Saved entries
= Beginning of Section =
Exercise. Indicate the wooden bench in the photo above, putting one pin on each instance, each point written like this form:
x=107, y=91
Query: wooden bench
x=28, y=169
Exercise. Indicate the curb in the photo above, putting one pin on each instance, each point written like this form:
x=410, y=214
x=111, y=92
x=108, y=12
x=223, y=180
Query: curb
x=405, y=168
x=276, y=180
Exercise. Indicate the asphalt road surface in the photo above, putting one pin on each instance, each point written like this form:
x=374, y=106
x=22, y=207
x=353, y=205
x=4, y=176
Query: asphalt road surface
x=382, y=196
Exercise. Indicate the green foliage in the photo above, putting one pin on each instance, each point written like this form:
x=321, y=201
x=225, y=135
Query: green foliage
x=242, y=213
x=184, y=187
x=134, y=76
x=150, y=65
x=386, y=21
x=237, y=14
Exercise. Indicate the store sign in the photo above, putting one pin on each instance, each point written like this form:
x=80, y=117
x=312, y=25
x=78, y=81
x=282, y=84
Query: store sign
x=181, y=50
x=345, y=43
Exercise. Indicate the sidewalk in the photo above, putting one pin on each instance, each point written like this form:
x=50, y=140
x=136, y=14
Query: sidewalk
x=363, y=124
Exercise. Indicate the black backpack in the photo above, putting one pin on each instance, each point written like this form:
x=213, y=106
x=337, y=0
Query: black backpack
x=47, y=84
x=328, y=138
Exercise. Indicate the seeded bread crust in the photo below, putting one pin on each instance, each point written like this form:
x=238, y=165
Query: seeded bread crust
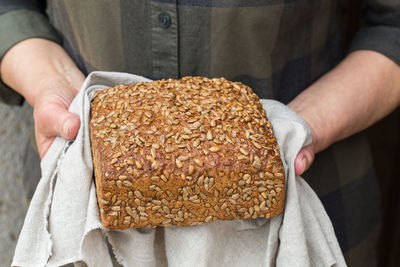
x=184, y=152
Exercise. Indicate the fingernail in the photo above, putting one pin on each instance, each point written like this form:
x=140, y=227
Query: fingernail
x=67, y=125
x=305, y=164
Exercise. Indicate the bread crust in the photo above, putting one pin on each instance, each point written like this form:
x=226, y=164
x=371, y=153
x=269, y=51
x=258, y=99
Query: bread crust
x=184, y=152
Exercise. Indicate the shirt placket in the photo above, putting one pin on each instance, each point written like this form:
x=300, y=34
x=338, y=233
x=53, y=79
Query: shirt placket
x=164, y=19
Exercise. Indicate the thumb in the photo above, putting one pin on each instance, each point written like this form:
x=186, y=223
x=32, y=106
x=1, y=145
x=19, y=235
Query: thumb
x=53, y=119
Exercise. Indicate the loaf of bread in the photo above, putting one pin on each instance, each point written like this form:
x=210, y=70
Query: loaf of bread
x=184, y=152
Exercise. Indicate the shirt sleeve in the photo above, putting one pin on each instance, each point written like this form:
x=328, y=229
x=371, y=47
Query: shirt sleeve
x=20, y=20
x=382, y=30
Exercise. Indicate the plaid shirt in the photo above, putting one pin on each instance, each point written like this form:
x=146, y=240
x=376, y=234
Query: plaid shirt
x=277, y=47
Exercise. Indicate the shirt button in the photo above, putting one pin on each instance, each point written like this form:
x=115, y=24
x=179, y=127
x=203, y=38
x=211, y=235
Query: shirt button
x=165, y=20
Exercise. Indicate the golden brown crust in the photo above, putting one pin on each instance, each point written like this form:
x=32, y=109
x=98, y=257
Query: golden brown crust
x=184, y=152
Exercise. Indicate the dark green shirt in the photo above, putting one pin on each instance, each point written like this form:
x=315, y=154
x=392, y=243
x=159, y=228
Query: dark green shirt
x=277, y=47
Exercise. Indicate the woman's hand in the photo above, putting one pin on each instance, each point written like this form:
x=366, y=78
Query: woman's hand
x=361, y=90
x=45, y=75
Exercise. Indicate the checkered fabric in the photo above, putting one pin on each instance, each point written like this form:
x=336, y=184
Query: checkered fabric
x=278, y=47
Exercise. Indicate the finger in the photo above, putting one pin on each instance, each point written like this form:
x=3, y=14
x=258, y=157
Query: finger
x=304, y=160
x=53, y=119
= End of Section =
Could you repeat the entries word for word, skipping the pictures they contain?

Exercise response =
Exercise. Indicate the wooden bench in the photo above, putting one pin on each instance, each point written like this form:
x=107, y=91
Query: wooden bench
x=28, y=169
Exercise. Indicate the curb in the photo above, putting one pin on each instance, each point written like this form:
x=410, y=214
x=111, y=92
x=108, y=12
x=223, y=180
Query: curb
x=405, y=168
x=276, y=180
Exercise. Indicate the asphalt road surface in the photo above, putting one pin on each instance, each point written like this form:
x=374, y=106
x=22, y=207
x=353, y=205
x=4, y=176
Query: asphalt road surface
x=382, y=196
Exercise. Indicate the green foliage in the photo above, putting one pin on each instance, each point written like this form:
x=321, y=201
x=225, y=135
Query: green foliage
x=242, y=213
x=184, y=187
x=134, y=76
x=150, y=65
x=386, y=21
x=237, y=14
Exercise. Indicate the store sign in the photo above, putting one pin on each instance, each point written like this form:
x=80, y=117
x=312, y=25
x=78, y=81
x=282, y=84
Query: store sign
x=181, y=50
x=345, y=43
Exercise. Indicate the sidewalk in the photo above, putting one pin on each instance, each point written like this form:
x=50, y=140
x=136, y=14
Query: sidewalk
x=363, y=124
Exercise. Indicate the black backpack in the photo above, putting one pin on each instance, each point written like this form:
x=213, y=106
x=337, y=0
Query: black backpack
x=47, y=84
x=328, y=138
Exercise. Indicate the seeded bread crust in the photo below, putting one pin on each instance, each point written like this form:
x=238, y=165
Query: seeded bread crust
x=184, y=152
Exercise. Indicate the fingernail in the photo above, putting one pin on each instance, each point written like this form:
x=140, y=227
Query: fingernail
x=67, y=125
x=305, y=164
Exercise. Indicate the bread crust in the photo above, putting one pin on each instance, each point written like this form:
x=226, y=164
x=371, y=153
x=269, y=51
x=258, y=99
Query: bread crust
x=184, y=152
Exercise. Indicate the shirt placket in the photo above, putting one pin on each instance, each point written like this form:
x=300, y=34
x=338, y=233
x=53, y=79
Query: shirt placket
x=164, y=19
Exercise. Indicate the thumb in the photo above, putting one pin on each instance, each point written like this form:
x=186, y=223
x=32, y=106
x=1, y=145
x=19, y=235
Query: thumb
x=53, y=119
Exercise. Indicate the loaf of bread in the photo above, putting one pin on each instance, each point written like this form:
x=210, y=70
Query: loaf of bread
x=184, y=152
Exercise. Indicate the shirt sleeve in the photo above, putting one pin on each instance, each point written like this form:
x=328, y=229
x=371, y=47
Query: shirt sleeve
x=20, y=20
x=382, y=30
Exercise. Indicate the plaid shirt in the photo above, putting one pin on each instance, each point written like this form:
x=146, y=240
x=376, y=234
Query: plaid shirt
x=277, y=47
Exercise. Indicate the shirt button in the photo above, putting one pin on each instance, each point written like this form:
x=115, y=24
x=179, y=127
x=203, y=38
x=211, y=235
Query: shirt button
x=165, y=20
Exercise. Indicate the golden brown crust in the photo above, putting one pin on each instance, each point written like this form:
x=32, y=109
x=98, y=257
Query: golden brown crust
x=184, y=152
Exercise. Indicate the dark green shirt in the photo above, putting one pin on each instance, each point written like this form:
x=315, y=154
x=392, y=243
x=159, y=228
Query: dark green shirt
x=277, y=47
Exercise. Indicate the woman's hand in the photo above, putting one pin on each instance, each point written like this form:
x=366, y=78
Query: woman's hand
x=361, y=90
x=45, y=75
Exercise. Indicate the checkered fabric in the photo above, putting one pin on each instance, each point written like this form:
x=336, y=184
Query: checkered fabric
x=278, y=47
Exercise. Indicate the finger in the photo above, putting one pin on each instance, each point written like this form:
x=3, y=14
x=258, y=157
Query: finger
x=304, y=160
x=53, y=119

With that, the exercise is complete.